_What you have to do:_
Set down the line that contains "Where can you see the suv tail" and every line after it to the end of the entries, exactly as they stand and nothing more.

_Data shown:_

#####

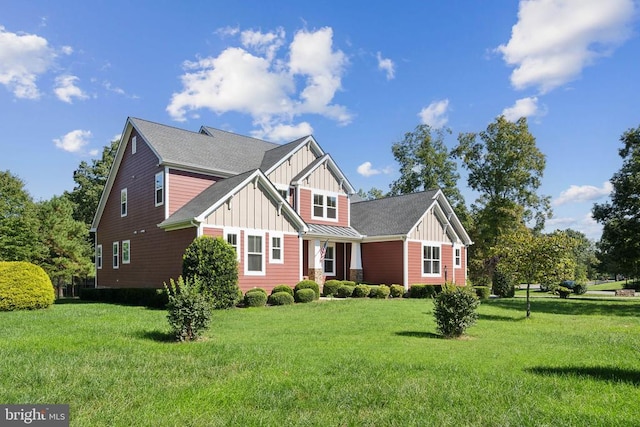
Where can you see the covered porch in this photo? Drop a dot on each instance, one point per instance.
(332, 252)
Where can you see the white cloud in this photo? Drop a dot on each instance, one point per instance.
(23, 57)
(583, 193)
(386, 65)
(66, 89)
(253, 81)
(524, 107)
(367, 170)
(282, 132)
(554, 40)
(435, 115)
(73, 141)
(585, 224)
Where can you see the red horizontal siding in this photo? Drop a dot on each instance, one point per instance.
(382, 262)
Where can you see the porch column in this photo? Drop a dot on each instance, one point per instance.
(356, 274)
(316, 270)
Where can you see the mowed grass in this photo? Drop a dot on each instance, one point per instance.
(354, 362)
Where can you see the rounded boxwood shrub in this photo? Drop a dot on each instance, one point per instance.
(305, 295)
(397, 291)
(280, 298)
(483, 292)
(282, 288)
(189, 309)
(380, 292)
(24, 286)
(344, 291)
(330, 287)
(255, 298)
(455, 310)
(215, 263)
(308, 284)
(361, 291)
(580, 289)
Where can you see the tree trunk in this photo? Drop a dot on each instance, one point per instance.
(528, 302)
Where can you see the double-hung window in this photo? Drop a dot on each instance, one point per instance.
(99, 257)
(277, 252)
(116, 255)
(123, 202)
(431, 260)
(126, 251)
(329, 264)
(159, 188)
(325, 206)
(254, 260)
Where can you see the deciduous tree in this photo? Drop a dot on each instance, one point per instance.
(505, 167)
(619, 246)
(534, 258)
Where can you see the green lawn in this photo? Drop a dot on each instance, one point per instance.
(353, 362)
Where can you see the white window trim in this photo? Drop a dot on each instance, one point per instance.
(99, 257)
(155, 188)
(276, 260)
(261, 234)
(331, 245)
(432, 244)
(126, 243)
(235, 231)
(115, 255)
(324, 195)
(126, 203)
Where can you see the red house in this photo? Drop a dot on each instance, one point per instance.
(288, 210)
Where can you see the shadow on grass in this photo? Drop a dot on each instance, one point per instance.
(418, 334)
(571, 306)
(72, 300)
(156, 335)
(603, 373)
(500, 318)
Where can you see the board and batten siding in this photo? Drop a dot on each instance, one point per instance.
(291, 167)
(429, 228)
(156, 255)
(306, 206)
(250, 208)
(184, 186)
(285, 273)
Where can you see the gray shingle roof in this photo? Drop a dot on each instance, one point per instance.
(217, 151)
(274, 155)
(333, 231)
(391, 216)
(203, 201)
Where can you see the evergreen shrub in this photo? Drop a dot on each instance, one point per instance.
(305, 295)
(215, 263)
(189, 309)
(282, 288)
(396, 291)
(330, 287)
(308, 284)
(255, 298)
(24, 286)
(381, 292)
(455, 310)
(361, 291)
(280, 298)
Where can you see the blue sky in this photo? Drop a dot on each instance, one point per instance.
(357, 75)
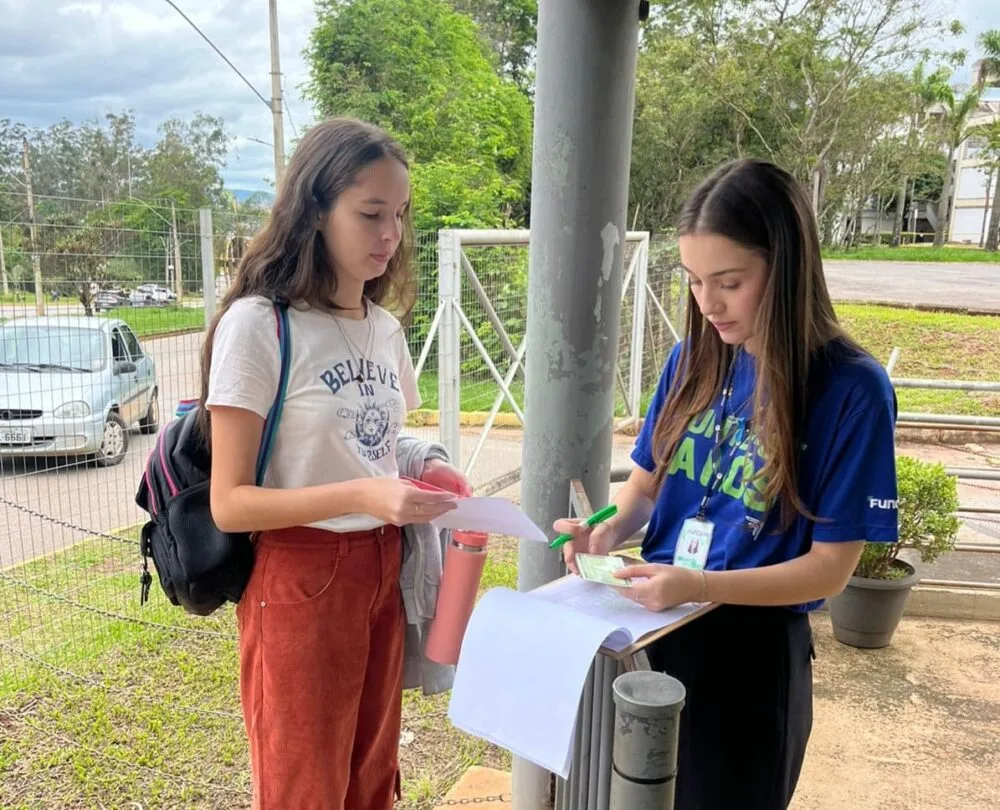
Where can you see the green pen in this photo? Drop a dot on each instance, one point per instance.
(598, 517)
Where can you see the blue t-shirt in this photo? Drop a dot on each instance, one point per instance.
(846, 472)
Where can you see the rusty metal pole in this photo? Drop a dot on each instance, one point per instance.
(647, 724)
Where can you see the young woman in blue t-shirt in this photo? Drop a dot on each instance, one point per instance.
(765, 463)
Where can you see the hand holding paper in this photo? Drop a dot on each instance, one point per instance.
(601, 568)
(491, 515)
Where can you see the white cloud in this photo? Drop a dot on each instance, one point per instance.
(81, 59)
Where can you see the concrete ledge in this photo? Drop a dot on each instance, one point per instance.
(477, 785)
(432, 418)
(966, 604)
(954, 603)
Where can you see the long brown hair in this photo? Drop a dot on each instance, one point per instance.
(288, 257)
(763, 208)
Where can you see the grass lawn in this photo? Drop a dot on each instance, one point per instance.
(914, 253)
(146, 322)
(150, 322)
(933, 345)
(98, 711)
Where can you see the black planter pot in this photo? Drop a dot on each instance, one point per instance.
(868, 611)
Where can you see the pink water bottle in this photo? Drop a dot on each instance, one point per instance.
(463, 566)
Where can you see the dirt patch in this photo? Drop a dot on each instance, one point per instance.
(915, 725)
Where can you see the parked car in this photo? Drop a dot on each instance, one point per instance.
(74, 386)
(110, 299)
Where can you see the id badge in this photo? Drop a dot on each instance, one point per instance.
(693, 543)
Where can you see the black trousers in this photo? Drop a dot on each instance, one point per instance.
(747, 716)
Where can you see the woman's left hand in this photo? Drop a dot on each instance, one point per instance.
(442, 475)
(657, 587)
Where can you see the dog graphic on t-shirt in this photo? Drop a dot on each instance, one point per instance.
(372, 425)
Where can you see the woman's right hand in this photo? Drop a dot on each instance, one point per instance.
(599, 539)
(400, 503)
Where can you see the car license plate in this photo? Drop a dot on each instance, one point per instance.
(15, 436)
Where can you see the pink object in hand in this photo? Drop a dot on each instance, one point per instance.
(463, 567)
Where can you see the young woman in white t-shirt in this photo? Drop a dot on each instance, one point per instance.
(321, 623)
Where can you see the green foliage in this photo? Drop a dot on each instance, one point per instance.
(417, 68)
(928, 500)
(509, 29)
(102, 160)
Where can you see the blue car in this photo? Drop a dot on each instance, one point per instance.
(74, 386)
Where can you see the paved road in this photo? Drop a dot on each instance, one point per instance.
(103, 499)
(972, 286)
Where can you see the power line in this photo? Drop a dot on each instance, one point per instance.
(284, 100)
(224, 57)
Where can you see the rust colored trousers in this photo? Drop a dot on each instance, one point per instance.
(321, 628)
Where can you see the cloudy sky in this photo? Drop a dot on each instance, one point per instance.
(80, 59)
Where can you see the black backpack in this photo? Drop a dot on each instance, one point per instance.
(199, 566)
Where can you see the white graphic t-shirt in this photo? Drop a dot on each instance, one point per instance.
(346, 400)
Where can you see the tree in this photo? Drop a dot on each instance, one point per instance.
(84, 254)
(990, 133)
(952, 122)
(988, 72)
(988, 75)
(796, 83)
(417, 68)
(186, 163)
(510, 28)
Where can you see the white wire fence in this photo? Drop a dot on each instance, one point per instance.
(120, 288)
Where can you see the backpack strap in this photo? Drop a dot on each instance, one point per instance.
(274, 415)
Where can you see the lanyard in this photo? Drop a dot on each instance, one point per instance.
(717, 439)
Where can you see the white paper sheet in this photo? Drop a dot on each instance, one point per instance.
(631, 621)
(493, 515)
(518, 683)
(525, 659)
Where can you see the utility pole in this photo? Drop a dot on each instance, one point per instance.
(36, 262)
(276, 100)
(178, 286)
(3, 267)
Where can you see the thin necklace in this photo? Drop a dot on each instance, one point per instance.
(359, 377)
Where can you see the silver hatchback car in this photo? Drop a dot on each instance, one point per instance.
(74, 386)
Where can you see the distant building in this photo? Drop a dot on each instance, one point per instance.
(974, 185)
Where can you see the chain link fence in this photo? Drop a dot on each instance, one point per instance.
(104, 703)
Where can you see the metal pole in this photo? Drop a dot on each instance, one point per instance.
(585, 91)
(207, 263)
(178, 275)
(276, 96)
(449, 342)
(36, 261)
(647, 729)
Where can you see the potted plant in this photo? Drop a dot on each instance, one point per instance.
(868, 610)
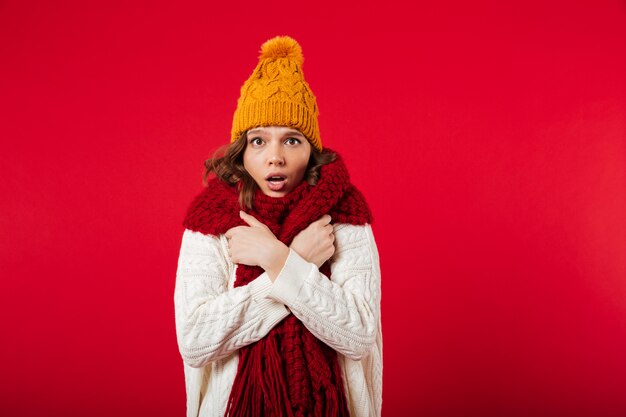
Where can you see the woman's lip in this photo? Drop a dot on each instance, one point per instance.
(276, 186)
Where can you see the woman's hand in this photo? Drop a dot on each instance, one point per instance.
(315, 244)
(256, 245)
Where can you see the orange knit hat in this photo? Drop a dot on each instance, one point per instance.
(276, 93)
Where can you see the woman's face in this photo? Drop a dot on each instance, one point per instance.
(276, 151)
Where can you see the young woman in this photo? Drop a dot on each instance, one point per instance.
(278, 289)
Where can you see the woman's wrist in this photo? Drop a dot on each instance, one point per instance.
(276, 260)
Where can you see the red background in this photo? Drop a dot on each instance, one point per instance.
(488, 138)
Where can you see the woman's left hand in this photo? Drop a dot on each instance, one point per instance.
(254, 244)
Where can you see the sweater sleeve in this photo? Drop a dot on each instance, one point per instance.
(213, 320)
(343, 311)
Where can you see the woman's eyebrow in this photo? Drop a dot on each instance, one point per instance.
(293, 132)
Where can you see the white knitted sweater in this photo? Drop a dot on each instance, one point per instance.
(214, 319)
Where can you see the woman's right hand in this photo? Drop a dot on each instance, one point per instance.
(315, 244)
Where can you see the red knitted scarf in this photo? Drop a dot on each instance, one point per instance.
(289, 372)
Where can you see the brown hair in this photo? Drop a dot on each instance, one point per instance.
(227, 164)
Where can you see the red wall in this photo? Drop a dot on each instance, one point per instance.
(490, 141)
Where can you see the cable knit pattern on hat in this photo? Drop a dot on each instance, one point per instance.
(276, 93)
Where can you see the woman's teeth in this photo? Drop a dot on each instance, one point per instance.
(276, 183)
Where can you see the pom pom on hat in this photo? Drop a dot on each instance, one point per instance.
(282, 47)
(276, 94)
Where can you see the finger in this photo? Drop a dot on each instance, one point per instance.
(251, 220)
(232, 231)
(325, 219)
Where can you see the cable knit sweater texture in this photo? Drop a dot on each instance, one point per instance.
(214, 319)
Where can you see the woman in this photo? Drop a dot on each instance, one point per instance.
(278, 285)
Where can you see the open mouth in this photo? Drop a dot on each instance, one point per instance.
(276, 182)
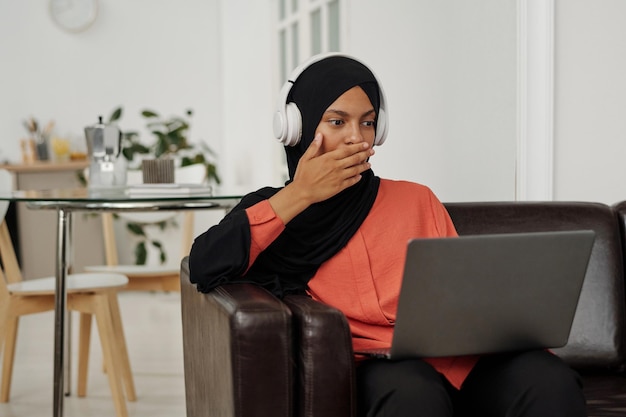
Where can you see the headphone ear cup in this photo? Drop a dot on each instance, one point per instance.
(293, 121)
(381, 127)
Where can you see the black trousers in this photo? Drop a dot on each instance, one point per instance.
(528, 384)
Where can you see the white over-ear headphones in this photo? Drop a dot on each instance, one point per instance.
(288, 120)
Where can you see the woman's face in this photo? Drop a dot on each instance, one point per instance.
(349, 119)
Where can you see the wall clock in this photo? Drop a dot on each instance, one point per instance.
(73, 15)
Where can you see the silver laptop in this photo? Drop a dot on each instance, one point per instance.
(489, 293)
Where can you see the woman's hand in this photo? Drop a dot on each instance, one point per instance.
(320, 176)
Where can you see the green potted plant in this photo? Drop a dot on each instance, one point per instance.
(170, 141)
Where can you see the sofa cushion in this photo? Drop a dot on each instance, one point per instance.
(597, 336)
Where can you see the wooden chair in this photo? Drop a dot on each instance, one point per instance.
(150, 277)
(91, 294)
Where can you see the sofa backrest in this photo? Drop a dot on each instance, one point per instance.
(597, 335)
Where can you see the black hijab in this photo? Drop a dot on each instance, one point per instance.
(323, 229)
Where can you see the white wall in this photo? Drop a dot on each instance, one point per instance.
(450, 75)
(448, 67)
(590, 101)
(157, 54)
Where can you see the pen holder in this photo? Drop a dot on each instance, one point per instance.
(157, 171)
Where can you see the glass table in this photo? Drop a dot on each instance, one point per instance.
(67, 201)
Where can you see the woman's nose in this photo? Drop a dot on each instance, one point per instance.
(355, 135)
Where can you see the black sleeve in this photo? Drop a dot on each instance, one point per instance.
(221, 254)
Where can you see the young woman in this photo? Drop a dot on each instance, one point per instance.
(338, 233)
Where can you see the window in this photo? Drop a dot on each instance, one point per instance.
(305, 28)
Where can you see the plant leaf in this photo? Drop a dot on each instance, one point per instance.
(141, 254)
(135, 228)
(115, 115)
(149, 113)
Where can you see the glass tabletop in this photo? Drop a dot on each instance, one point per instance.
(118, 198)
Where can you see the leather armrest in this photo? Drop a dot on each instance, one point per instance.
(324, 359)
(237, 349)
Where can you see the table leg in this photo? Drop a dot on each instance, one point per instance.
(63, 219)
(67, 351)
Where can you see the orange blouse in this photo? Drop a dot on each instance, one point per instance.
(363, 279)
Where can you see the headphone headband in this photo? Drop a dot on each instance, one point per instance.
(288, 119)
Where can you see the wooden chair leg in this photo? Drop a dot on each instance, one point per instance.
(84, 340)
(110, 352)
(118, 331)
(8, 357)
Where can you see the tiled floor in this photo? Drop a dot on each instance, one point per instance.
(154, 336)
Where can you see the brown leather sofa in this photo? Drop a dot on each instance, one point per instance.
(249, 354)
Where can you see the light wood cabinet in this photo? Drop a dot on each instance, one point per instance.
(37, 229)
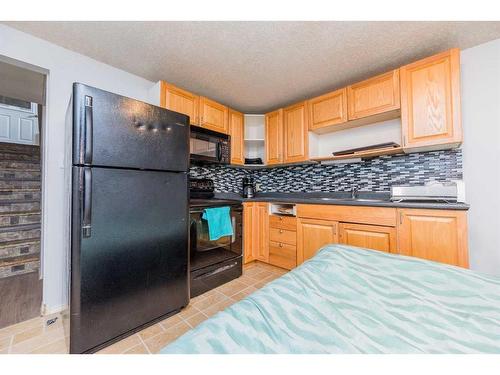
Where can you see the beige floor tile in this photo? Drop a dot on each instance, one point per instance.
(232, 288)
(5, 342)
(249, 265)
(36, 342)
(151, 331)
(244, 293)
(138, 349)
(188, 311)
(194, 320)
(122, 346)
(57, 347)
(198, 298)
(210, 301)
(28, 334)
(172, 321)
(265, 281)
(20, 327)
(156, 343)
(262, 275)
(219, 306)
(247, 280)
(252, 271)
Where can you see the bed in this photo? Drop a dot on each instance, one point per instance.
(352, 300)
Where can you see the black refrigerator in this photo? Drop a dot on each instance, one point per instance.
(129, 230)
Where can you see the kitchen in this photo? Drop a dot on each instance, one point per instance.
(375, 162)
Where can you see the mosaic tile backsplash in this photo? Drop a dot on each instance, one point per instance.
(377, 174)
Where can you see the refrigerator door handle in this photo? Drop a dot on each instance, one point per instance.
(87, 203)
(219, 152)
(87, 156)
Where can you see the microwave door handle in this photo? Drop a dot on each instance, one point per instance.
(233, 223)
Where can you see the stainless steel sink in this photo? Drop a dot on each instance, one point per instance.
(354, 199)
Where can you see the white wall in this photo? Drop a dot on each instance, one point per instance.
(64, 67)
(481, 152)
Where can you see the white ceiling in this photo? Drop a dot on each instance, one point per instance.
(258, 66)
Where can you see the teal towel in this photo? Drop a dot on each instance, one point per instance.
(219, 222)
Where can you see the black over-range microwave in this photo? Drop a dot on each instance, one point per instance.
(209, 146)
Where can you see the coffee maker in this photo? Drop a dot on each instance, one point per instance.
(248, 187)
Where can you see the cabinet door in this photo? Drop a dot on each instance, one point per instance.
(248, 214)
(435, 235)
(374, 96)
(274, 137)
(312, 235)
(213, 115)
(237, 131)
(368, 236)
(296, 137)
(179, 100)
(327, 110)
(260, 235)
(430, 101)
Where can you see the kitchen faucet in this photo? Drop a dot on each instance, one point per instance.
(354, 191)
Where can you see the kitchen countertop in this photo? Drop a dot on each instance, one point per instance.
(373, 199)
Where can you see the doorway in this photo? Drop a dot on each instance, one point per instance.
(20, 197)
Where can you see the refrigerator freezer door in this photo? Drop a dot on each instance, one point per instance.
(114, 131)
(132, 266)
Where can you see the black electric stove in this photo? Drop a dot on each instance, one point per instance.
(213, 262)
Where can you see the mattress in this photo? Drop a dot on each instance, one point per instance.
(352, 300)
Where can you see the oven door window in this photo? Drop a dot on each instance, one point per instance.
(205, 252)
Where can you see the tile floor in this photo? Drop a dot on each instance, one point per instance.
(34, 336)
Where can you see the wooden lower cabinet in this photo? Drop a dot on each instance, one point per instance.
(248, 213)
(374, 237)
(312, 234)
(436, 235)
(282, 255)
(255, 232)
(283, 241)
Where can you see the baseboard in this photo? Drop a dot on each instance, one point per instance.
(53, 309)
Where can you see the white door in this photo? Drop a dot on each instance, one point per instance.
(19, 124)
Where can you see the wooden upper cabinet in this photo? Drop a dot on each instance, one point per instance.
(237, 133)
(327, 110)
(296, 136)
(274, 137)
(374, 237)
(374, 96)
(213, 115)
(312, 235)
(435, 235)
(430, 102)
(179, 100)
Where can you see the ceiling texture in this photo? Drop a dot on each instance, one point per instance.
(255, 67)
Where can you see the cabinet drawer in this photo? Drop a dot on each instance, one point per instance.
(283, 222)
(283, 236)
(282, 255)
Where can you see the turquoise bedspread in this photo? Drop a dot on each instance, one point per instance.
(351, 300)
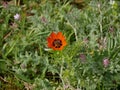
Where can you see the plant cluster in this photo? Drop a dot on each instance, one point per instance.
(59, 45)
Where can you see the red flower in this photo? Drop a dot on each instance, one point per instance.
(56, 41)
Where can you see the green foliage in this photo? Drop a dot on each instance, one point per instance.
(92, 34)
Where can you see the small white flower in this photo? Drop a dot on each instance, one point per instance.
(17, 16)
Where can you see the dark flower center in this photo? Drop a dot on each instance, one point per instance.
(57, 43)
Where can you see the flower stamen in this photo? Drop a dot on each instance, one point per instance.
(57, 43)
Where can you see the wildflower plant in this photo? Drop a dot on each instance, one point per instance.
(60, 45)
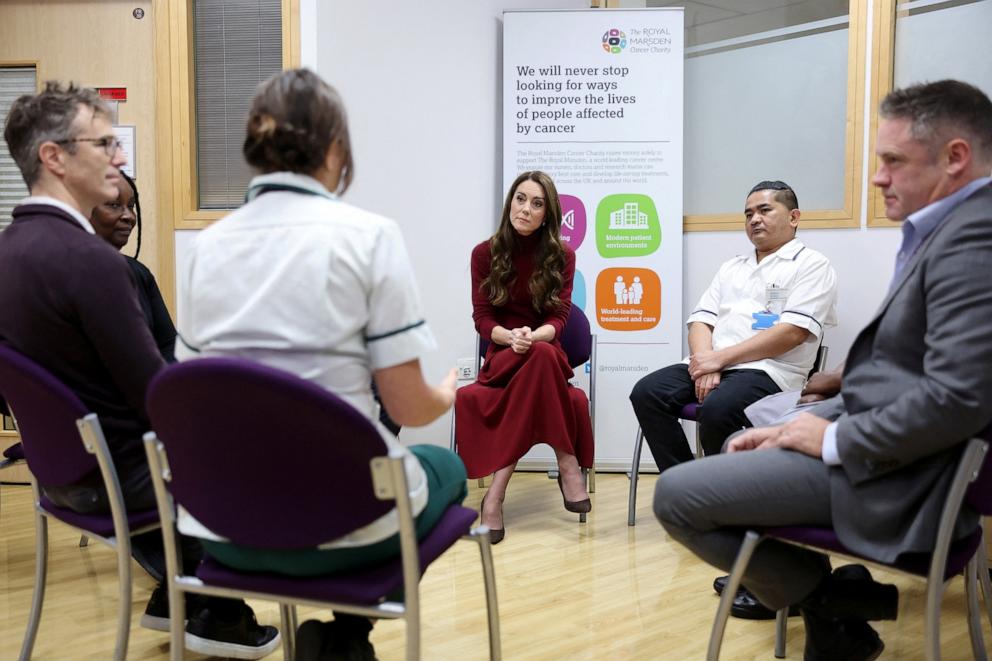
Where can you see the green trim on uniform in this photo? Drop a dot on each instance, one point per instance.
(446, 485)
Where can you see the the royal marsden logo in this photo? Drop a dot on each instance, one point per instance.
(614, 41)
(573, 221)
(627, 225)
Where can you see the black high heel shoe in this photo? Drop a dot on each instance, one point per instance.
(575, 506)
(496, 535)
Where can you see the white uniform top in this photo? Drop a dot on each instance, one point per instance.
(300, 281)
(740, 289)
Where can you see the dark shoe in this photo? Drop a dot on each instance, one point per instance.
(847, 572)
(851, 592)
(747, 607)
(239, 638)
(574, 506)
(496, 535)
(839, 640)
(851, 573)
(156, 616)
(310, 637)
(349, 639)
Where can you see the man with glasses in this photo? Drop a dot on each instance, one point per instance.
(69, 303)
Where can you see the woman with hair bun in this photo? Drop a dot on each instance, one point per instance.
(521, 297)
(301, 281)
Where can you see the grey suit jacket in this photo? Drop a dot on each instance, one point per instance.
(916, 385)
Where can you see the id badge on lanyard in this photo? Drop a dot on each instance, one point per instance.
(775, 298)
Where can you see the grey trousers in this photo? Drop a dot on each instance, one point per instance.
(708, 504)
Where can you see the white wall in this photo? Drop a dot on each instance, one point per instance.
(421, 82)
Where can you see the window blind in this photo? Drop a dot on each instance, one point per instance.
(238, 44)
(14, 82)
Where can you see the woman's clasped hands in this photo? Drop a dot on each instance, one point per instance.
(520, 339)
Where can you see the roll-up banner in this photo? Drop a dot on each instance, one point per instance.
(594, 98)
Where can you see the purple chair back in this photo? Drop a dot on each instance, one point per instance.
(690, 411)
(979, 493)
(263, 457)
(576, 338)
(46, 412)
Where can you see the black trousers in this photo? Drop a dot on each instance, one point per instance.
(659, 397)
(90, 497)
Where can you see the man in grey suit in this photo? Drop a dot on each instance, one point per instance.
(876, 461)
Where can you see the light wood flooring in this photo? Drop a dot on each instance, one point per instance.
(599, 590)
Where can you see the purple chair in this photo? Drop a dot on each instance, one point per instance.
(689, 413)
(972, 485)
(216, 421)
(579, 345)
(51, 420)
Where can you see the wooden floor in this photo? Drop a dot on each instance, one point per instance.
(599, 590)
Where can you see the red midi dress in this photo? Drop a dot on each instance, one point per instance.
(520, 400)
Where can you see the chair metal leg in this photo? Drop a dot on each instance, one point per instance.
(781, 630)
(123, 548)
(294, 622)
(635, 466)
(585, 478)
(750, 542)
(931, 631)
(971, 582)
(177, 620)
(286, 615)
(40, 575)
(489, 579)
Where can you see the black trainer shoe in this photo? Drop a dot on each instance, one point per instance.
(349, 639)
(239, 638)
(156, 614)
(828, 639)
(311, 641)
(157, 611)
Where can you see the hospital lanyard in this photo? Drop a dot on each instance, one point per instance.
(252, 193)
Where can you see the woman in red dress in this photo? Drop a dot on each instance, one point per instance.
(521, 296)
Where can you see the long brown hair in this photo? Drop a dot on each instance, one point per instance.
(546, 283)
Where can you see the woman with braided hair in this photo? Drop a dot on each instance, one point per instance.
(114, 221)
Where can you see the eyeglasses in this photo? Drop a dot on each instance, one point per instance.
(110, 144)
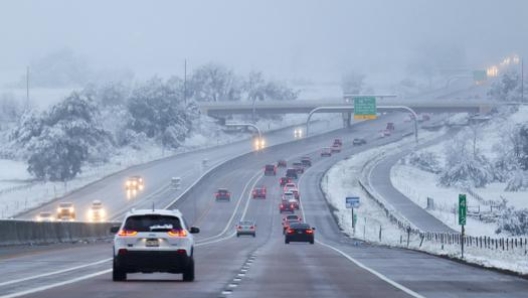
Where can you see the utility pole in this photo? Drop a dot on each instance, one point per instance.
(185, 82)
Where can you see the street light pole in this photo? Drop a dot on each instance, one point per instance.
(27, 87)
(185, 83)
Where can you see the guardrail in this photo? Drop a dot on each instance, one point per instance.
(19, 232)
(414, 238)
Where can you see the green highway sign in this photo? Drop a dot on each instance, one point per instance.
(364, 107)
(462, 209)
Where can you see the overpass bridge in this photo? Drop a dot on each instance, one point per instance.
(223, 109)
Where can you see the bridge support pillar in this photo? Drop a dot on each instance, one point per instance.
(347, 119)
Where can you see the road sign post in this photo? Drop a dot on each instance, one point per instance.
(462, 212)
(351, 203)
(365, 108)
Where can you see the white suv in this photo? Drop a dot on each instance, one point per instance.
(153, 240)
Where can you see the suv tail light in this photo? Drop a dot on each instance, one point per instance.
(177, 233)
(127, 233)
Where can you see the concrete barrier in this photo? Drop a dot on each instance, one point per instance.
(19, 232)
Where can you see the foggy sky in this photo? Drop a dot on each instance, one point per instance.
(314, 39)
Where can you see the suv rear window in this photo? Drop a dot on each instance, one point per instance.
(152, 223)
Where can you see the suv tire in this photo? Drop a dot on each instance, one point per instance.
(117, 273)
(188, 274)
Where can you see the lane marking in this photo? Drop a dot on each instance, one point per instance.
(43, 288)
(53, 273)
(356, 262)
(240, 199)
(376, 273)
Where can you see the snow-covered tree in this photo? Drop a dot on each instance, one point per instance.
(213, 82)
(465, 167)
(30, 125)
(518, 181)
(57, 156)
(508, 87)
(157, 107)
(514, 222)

#####

_Answer to the task:_
Where can you see the suv tail light in this photo? Drop a dot on each instance, one point per instance.
(177, 233)
(127, 233)
Where can you see the concrete barrier in this photo? Drop a dot on each instance, one point per instance.
(19, 232)
Where can you see the foggy sky in this photo? Drop a dot on each instance, one point per instance.
(314, 39)
Where can you see the suv rear window in this photo? Drop a dot on each instance, one point per instance.
(152, 223)
Where can you see the suv tire in this photo? Drop a dot on each instance, one point per instance.
(117, 273)
(188, 274)
Where can you see the lane marking in this photo? Drop a dot on each instance, one point per instance.
(43, 288)
(53, 273)
(356, 262)
(240, 199)
(376, 273)
Where can you see the snow-covered tree in this photo? Drop a dot on each instance, one point per instance.
(213, 82)
(465, 167)
(30, 125)
(518, 181)
(57, 156)
(508, 87)
(157, 107)
(514, 222)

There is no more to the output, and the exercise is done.